Go through the records and give each one again exactly.

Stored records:
━━━

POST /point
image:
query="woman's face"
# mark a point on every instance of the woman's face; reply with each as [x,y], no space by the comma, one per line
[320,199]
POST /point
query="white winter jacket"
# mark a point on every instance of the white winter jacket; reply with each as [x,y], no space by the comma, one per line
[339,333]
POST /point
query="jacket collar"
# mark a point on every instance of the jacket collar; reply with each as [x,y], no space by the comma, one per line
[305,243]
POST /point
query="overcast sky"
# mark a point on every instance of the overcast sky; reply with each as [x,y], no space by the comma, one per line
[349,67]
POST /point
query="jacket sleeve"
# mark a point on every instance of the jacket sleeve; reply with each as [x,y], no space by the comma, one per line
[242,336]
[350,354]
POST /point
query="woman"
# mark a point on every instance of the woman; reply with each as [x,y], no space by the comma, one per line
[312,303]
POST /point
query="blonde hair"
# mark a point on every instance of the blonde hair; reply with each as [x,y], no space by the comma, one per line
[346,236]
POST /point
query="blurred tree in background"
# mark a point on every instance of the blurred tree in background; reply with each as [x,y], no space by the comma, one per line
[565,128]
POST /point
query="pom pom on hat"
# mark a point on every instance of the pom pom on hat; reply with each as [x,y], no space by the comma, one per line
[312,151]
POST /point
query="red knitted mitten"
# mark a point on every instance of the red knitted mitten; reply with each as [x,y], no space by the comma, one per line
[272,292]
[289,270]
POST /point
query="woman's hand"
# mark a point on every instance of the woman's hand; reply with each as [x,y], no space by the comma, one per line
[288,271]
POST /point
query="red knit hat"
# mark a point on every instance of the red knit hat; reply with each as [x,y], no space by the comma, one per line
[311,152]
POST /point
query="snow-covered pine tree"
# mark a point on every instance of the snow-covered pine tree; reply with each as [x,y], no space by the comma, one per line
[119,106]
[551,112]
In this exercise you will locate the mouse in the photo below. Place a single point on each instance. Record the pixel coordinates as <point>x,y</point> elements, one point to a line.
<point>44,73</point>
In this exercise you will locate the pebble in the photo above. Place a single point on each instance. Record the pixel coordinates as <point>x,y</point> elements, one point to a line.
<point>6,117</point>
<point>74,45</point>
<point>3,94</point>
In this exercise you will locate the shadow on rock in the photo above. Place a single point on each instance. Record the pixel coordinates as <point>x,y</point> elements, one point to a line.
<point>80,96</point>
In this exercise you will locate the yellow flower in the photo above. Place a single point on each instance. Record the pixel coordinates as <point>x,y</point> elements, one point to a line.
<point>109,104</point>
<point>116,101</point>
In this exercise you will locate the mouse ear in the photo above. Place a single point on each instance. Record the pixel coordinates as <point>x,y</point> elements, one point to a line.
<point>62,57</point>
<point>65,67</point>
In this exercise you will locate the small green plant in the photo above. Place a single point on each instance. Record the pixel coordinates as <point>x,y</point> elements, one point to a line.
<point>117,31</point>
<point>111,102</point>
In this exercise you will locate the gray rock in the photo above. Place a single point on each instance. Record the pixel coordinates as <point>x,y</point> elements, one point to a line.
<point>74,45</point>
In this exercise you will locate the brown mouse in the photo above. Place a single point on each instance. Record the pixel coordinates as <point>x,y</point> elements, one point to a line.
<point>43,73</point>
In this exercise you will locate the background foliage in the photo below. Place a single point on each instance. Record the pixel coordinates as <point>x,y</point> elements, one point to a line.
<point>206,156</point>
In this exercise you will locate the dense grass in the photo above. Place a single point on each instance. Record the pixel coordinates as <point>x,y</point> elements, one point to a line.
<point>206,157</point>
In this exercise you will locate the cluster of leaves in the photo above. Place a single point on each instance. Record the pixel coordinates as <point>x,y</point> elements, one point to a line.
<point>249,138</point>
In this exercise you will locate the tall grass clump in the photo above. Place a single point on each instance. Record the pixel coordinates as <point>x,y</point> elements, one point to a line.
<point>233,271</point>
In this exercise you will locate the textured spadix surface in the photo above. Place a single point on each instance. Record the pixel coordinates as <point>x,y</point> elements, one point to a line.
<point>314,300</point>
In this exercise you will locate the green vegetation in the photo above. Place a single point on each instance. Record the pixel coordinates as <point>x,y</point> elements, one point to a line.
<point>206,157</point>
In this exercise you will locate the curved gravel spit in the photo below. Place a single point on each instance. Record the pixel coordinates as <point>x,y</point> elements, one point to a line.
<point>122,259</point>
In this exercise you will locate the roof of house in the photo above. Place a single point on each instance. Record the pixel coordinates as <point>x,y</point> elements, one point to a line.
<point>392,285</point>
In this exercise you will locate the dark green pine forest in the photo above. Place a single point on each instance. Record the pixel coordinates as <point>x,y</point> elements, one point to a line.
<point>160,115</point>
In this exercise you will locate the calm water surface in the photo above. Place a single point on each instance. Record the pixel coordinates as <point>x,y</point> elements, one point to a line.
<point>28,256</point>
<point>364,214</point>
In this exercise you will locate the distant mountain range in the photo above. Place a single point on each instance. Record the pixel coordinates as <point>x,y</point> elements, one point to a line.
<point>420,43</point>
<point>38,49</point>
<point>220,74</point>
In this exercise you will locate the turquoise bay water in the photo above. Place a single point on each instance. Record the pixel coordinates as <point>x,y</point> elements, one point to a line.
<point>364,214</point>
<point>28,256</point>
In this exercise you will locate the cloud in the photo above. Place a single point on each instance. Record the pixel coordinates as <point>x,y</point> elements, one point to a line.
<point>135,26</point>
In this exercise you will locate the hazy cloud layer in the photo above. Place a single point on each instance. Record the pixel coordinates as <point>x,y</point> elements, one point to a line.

━━━

Complete answer -
POST /point
image:
query="woman's face"
# mark a point on every instance of the woman's face; reply with each as [x,y], no space by the comma, one per line
[320,199]
POST /point
query="white winter jacket"
# mark a point on every instance of the white winter jacket; reply with each as [x,y], no space by the comma, one per line
[339,333]
POST /point
query="jacket collar"
# mark a point on every instance of the jacket collar; reply with each as [x,y], no space by the comma, one per line
[305,243]
POST /point
query="overcast sky"
# mark a point on every instance of the overcast sky; reply with each as [x,y], no space by the comma, one per line
[349,67]
POST /point
query="jacket sleeve"
# mark a point on every instance of the jacket sleeve; reply with each as [x,y], no space by the comma, one per line
[242,336]
[350,354]
POST /point
query="woman"
# mark a point on every instance of the woman; reply with each as [x,y], no space by the comma, one per line
[312,303]
POST /point
query="blonde hair"
# mark a point on every instance of the blonde hair; reply with each as [x,y], no space by the comma, one per line
[346,236]
POST /point
query="blurred tree in background"
# mark a point on every instance of the blurred tree in background; reply with each as [x,y], no space by the comma, one per line
[565,128]
POST /point
query="pom pom on hat"
# mark a point on every instance of the pom pom on hat; reply with each as [x,y], no space by the comma, one per line
[312,151]
POST /point
query="red knitted mitten"
# mark a point on every instance of the red knitted mitten; reply with each as [x,y], no space by the comma, one per line
[272,292]
[289,270]
POST /point
query="woman's hand"
# mark a point on every instance of the woman's hand; reply with each as [x,y], no space by the comma, one per line
[288,271]
POST /point
query="red knit hat"
# mark a point on every instance of the red knit hat; reply with each as [x,y], no space by the comma, one per line
[311,152]
POST /point
query="snow-covered pine tree"
# mark a point on every instance of the snow-covered pine tree; reply with each as [x,y], no space by the comma, one per line
[119,106]
[551,112]
In this exercise you will locate the mouse in the photo below. Place a single point on each instance. Record the pixel coordinates as <point>x,y</point> elements, one point to a line.
<point>44,73</point>
In this exercise you will locate the pebble in the photo above. Place a single point on each instance. Record the pixel coordinates as <point>x,y</point> elements, one point to a line.
<point>6,117</point>
<point>74,45</point>
<point>3,94</point>
In this exercise you will locate the shadow on rock in the photo above. Place a single point on each instance. Record the pixel coordinates as <point>x,y</point> elements, one point to a line.
<point>80,96</point>
In this exercise you will locate the yellow flower in the photo above. Place a single point on each instance. Record the pixel coordinates as <point>x,y</point> elements, one point to a line.
<point>109,104</point>
<point>116,101</point>
In this exercise you will locate the mouse ear in the photo above. Place a single point on each instance. Record the pixel coordinates as <point>x,y</point> elements, one point to a line.
<point>62,57</point>
<point>65,67</point>
In this exercise you will locate the small green plant in the photo above. Place a single point on each instance. Record the pixel coordinates as <point>x,y</point> elements, one point to a line.
<point>117,31</point>
<point>111,102</point>
In this exercise you will locate the gray rock in the photo above. Place a single point on each instance. Record the pixel coordinates as <point>x,y</point> elements, one point to a line.
<point>74,45</point>
In this exercise you will locate the brown mouse in the photo above. Place a single point on each instance. Record the pixel coordinates as <point>x,y</point> elements, one point to a line.
<point>43,73</point>
In this exercise you will locate the background foliage in the photo below. Place a single point on each instance. Record the pixel coordinates as <point>x,y</point> elements, one point to a line.
<point>206,156</point>
In this exercise you will locate the dense grass in the photo above. Place a single point on each instance. Record the pixel coordinates as <point>x,y</point> elements, one point to a line.
<point>206,157</point>
In this exercise you will locate the cluster of leaves in the photo above. Place a single point on each instance. Record the pixel coordinates as <point>x,y</point> elements, one point to a line.
<point>249,138</point>
In this exercise you will locate the tall grass clump in the photo above. Place a single point on each instance. Record the pixel coordinates as <point>x,y</point> elements, one point to a line.
<point>233,271</point>
In this exercise you will locate the textured spadix surface in the photo above. Place a single point on each instance. Record the pixel coordinates as <point>x,y</point> elements, one point to a line.
<point>314,300</point>
In this exercise you will locate the green vegetation in the photo above. Place a single point on each instance. Record the pixel coordinates as <point>x,y</point> elements, one point to a line.
<point>206,157</point>
In this exercise you will locate the curved gravel spit in the photo below. Place a single point on each instance. Record the pixel coordinates as <point>x,y</point> elements, one point to a line.
<point>122,259</point>
In this exercise you will locate the roof of house in the photo above. Place a single point on each instance. Record the pixel coordinates as <point>x,y</point> elements, one point to a line.
<point>392,285</point>
In this exercise you will locate the dark green pine forest in the photo above. Place a single point on each instance. Record the pixel coordinates as <point>x,y</point> elements, one point to a line.
<point>160,115</point>
In this exercise you will locate the calm water surface in the photo above. Place a single point on each instance. Record the pixel coordinates as <point>x,y</point> elements, one point to a line.
<point>28,256</point>
<point>364,214</point>
In this exercise you will locate the distant mountain range in the photo above. Place a single point on each instance. Record the pixel coordinates as <point>x,y</point> elements, one point to a line.
<point>420,43</point>
<point>38,49</point>
<point>220,74</point>
In this exercise you will locate the turquoise bay water in the photo above. Place a single point on each instance. Record the pixel coordinates as <point>x,y</point> elements, one point to a line.
<point>364,214</point>
<point>28,256</point>
In this exercise you will locate the cloud in the photo above. Place a single point on each instance. Record the pixel coordinates as <point>x,y</point> elements, one point to a line.
<point>135,26</point>
In this exercise you will locate the hazy cloud layer in the photo above. Place a single point on each instance. Record the pixel coordinates as <point>x,y</point> elements, one point to a line.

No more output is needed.